**Material shown:**
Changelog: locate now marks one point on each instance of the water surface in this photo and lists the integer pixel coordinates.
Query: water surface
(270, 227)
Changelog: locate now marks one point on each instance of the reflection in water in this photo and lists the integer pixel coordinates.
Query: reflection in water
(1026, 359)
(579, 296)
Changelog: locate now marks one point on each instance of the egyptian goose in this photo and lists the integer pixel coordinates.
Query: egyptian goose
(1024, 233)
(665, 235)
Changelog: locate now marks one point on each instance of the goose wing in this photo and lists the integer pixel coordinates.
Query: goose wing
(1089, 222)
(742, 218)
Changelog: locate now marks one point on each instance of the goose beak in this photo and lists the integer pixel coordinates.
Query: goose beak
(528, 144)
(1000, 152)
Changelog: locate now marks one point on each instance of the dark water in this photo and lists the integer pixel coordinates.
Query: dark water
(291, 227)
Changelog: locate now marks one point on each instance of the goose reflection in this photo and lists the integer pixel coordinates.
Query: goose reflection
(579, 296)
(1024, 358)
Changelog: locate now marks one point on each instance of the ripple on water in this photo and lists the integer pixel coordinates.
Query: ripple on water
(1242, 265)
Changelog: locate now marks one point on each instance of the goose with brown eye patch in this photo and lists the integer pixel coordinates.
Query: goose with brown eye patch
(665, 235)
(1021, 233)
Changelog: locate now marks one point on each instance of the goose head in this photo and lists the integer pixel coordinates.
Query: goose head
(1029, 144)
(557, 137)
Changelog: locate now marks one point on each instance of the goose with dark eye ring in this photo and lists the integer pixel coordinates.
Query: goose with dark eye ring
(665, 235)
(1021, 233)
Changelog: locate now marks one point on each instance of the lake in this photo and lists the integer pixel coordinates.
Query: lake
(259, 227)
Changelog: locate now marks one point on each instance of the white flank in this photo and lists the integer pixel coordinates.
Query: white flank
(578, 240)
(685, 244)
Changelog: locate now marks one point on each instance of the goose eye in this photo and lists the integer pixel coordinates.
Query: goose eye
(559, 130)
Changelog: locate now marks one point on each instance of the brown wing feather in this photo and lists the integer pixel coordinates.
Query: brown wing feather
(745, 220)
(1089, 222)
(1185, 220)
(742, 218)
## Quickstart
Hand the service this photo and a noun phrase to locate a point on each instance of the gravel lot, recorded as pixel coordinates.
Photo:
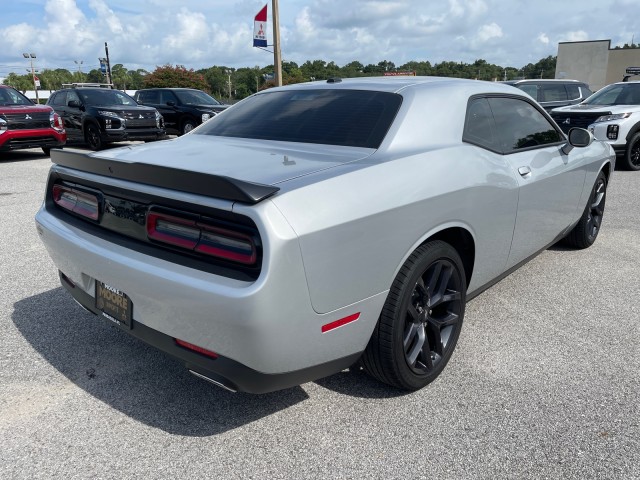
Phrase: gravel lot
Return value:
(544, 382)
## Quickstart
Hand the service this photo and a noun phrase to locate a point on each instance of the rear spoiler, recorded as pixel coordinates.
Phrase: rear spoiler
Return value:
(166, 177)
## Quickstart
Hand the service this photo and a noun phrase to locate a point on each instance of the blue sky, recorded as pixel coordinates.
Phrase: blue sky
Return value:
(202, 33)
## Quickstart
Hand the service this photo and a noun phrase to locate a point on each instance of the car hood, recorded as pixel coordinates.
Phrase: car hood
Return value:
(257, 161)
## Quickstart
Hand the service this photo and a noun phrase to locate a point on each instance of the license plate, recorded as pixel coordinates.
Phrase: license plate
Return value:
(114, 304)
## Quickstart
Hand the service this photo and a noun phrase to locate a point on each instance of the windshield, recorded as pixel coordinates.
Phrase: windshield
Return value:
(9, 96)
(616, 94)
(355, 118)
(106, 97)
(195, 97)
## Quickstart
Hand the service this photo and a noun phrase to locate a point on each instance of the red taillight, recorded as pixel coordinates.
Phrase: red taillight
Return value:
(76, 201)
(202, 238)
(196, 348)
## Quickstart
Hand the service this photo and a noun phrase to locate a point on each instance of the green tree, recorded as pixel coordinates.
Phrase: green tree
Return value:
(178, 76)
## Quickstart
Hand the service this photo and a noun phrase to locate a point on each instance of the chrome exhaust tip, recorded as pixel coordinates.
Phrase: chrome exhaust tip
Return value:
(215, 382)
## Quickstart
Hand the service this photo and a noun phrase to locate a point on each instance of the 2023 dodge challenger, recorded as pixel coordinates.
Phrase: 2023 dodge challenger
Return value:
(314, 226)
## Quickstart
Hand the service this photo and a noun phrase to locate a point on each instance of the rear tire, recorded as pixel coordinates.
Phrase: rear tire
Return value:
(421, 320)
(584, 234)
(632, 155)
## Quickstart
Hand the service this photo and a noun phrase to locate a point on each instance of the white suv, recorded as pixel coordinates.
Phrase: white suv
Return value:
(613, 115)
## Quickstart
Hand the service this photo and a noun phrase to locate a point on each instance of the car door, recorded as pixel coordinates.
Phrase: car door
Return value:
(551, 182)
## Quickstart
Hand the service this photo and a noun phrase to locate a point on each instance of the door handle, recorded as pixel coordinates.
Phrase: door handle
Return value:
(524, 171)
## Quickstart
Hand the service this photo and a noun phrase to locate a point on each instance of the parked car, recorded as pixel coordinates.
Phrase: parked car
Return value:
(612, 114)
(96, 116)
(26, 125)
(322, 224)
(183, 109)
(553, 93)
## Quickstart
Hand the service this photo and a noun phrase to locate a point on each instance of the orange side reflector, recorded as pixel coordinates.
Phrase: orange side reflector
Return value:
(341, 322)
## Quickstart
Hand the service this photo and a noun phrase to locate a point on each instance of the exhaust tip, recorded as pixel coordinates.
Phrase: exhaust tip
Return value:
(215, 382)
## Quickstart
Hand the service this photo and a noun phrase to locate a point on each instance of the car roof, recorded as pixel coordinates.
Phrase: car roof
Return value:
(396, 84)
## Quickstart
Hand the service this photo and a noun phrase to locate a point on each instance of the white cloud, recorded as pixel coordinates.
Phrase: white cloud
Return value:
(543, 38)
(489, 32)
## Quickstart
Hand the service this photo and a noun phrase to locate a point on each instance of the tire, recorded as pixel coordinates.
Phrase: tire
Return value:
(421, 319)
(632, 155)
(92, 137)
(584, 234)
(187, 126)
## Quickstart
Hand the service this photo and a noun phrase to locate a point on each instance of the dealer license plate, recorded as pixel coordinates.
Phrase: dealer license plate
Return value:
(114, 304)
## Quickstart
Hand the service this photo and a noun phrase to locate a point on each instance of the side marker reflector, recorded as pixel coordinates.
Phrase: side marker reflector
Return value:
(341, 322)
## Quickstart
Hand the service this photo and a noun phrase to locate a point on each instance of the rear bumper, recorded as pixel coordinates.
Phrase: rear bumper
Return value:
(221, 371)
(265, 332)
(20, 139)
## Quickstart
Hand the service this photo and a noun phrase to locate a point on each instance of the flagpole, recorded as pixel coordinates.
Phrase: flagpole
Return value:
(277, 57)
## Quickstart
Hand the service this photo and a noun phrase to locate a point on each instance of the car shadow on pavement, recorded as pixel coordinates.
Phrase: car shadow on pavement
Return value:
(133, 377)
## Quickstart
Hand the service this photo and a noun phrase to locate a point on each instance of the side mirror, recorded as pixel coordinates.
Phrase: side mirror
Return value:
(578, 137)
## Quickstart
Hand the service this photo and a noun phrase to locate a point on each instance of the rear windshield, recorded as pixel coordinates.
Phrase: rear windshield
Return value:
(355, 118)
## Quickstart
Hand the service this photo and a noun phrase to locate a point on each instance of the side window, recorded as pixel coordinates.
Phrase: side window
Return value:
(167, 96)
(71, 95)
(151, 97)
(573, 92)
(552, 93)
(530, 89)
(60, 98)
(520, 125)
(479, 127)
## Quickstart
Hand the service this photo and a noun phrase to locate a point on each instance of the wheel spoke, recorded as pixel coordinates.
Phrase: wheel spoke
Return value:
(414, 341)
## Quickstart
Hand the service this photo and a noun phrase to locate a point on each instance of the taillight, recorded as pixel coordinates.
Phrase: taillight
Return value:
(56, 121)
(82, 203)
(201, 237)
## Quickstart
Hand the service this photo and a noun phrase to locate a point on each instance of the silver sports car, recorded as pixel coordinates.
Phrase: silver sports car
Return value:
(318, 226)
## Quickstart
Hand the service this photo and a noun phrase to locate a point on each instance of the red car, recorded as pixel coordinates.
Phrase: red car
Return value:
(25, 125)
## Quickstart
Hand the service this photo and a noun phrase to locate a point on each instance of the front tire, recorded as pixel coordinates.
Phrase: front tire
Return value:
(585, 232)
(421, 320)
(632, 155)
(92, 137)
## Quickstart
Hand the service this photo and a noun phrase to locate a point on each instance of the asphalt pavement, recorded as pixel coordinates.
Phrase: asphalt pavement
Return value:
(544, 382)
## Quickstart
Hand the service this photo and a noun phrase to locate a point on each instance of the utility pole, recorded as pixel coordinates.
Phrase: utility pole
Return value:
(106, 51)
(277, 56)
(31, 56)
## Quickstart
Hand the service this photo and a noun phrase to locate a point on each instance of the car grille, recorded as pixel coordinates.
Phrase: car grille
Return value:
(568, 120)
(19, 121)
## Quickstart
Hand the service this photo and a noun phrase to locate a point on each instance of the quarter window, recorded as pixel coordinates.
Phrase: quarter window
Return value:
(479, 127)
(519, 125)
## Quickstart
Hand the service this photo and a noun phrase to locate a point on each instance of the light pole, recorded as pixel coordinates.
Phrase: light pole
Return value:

**Description of the task:**
With "spoke" as the search string, filter the records and return each line that has it.

**Response box:**
Hand the service this photo and a noun phrase to locate a point on each instance of the wheel spoke, recorded as pixel coordinates.
Phrase: wheel spoke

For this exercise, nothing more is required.